• **Extract provided**

------------------------------------------------------------

Deleted member 148213

Are we including European Russia in our definition of Europe? That gives us a total population of 746 million, which means to even hit 30% you need 226 million or so. If we kick out Russia, Belarus and the Ukraine we're down to around 570 million, which means we can hit 40% with only 228 million.

Also, must the country be entirely in Europe? If Russia is included as European when it has territory in Asia (up until fairly recently far more than it has now), and an alt-Byzantine empire although it would include Anatolia, it seems like it's reasonable. In the case of No Islamic Conquest, you could have a country based in Italy ruling a Latinized North Africa, for instance.

I'd suggest a "majority of the nations' population should be in Europe" rule, but I'd also wonder about things like (say) the United Kingdom of Britain and Canada. Should the non-European territories be contiguous to Europe, at least?

European Russia is not really included, no, mostly because otherwise the no East Slavic empire clause wouldn't make sense, and also because Russia is underpopulated and culturally distant from the rest of Europe until *relatively* recently.

And yes, it has to be a European power- with the definition of Europe dependent on the POD. I'd say that in a no Islam TL, the entire Mediterranean basin is still considered part of the Christian world, and is more "European" in that way, so places like Anatolia and North Africa would count as European.

------------------------------------------------------------

• **Material supplied**
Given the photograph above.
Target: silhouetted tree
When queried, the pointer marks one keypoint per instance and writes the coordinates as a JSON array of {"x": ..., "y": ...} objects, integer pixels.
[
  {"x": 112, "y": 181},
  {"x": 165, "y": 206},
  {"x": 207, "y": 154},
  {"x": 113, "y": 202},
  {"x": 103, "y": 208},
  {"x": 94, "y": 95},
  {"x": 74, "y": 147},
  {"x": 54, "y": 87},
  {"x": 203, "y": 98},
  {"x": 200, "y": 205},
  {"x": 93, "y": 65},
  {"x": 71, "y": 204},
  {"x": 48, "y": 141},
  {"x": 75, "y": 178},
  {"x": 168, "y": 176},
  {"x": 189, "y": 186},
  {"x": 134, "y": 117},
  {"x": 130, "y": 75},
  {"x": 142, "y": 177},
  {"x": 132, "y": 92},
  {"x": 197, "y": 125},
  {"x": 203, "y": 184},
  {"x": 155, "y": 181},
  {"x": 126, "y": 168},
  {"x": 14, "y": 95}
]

------------------------------------------------------------

• **Jobs**
[A] According to the forum discussion, what total population does Europe have if European Russia is included?
[B] Revise the forum discussion starting at "Also, must the" and ending at "until *relatively* recently.", changing "Italy" to "Spain".

• **Expected answers**
[A] Europe has a total population of 746 million.

[B]
Also, must the country be entirely in Europe? If Russia is included as European when it has territory in Asia (up until fairly recently far more than it has now), and an alt-Byzantine empire although it would include Anatolia, it seems like it's reasonable. In the case of No Islamic Conquest, you could have a country based in Spain ruling a Latinized North Africa, for instance.

I'd suggest a "majority of the nations' population should be in Europe" rule, but I'd also wonder about things like (say) the United Kingdom of Britain and Canada. Should the non-European territories be contiguous to Europe, at least?

European Russia is not really included, no, mostly because otherwise the no East Slavic empire clause wouldn't make sense, and also because Russia is underpopulated and culturally distant from the rest of Europe until *relatively* recently.